[WHAT IS NEEDED]
Can you copy out the data below from the line containing "Where can you spot the thin" through the line containing "(1074, 260)", keeping the request lines unchanged? Multiply every coordinate in the answers by 0.8 and round to whole numbers, with halves going up.

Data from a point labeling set
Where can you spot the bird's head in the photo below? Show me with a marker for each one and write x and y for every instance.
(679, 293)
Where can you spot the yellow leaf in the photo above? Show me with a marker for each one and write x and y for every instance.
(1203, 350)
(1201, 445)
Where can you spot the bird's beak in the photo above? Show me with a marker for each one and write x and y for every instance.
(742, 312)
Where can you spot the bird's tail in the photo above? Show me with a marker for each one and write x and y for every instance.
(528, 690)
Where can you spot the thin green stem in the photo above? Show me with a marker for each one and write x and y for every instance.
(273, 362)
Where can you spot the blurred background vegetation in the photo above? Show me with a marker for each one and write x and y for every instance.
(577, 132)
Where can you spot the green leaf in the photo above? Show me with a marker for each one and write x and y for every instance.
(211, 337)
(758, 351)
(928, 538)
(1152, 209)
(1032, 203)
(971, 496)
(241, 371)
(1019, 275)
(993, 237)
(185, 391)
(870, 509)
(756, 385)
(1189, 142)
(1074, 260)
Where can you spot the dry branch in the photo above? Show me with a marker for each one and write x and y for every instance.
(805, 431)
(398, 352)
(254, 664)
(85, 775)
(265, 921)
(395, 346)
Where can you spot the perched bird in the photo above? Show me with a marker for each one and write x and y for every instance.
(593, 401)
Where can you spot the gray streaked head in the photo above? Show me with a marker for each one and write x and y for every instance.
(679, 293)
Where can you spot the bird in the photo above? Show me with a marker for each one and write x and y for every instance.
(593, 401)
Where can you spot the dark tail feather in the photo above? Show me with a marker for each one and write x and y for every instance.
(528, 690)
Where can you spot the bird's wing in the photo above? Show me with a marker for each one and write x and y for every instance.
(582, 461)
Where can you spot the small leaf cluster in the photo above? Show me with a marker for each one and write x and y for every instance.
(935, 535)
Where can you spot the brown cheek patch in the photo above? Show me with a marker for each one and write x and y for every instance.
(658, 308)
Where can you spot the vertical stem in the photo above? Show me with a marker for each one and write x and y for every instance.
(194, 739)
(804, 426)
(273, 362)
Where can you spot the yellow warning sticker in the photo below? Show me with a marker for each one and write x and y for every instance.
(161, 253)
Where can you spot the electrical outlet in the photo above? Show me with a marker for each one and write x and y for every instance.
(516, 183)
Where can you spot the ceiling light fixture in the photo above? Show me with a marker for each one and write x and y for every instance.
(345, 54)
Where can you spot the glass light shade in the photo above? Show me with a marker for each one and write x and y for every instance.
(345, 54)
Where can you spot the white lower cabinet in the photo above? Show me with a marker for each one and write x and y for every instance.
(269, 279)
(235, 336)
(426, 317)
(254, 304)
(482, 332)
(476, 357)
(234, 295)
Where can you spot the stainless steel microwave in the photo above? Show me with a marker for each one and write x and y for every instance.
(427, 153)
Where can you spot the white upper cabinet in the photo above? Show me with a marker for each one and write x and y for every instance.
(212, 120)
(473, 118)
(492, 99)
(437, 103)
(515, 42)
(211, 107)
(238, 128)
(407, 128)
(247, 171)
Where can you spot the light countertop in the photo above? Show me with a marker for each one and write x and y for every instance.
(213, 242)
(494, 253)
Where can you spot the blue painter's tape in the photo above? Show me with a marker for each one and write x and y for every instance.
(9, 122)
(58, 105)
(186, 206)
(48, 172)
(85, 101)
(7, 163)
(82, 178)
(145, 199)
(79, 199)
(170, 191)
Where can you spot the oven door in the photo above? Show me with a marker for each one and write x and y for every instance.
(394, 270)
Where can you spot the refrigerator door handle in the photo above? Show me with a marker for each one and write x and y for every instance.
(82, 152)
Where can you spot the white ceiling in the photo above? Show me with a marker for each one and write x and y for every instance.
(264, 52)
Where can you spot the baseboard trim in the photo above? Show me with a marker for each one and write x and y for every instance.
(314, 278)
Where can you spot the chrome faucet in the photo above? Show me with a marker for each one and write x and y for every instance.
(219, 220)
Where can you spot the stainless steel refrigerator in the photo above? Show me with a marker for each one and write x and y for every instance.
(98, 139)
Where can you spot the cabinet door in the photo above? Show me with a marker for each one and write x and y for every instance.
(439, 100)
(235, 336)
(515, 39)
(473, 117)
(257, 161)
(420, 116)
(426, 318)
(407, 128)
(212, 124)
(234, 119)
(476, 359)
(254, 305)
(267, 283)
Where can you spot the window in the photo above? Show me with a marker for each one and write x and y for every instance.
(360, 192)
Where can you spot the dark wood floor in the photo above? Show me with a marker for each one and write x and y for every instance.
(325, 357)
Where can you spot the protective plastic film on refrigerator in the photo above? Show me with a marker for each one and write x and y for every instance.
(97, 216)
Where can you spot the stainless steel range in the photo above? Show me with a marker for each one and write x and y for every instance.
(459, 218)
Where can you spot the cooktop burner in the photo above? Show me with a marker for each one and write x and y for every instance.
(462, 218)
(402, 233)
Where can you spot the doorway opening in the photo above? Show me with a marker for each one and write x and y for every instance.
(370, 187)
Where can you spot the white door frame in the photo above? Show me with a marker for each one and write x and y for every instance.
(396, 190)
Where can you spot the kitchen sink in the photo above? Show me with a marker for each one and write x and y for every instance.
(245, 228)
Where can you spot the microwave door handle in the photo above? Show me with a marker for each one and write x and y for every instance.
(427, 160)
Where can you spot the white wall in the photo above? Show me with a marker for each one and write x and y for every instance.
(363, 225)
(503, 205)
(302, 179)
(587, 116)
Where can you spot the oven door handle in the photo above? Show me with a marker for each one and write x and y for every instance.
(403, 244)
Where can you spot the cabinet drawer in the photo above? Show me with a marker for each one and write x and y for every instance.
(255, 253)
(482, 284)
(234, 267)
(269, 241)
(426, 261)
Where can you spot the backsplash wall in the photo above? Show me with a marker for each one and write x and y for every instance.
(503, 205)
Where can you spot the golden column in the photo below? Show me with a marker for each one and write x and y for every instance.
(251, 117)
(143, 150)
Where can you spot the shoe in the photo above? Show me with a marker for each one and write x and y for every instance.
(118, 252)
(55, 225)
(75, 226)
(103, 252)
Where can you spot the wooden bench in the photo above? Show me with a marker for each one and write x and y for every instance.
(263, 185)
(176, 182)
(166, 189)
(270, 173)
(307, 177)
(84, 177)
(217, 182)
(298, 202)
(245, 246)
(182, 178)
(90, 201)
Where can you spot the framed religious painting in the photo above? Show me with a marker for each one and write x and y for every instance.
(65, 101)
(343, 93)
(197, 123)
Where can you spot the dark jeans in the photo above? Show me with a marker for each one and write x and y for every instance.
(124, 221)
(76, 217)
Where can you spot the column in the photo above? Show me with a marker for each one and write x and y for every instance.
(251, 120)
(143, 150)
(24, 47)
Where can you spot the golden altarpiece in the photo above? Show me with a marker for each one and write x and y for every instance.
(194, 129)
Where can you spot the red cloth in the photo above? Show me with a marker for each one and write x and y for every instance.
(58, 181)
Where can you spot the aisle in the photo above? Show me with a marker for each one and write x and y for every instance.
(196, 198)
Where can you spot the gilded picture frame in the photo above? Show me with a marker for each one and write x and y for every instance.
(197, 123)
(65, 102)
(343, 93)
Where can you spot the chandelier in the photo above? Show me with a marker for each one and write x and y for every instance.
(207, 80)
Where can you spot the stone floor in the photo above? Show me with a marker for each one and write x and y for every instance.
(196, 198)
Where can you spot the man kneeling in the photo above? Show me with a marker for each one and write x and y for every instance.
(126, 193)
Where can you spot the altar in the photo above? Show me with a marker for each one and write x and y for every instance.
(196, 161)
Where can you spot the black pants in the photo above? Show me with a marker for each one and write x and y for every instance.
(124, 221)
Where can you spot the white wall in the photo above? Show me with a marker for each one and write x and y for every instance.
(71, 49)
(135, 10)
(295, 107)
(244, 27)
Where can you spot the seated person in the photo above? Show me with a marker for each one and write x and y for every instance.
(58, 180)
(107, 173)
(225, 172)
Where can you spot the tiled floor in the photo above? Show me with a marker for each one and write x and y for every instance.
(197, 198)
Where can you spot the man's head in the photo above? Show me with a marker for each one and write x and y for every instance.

[RESULT OF THE EXERCISE]
Where can you spot the thin green stem in the photo above? Show me with a marker for each one and write x and y for every instance.
(218, 290)
Where can you spot the blurred background vegetation in the photo above? Show me with a marker for each one and write x and y for every instance.
(462, 106)
Where can you spot the green leaf in the photo above? Show me with a marker for each one and write x and y for every instance.
(169, 270)
(606, 281)
(742, 430)
(922, 167)
(826, 162)
(777, 397)
(193, 297)
(815, 220)
(794, 190)
(148, 313)
(696, 407)
(605, 308)
(951, 114)
(859, 208)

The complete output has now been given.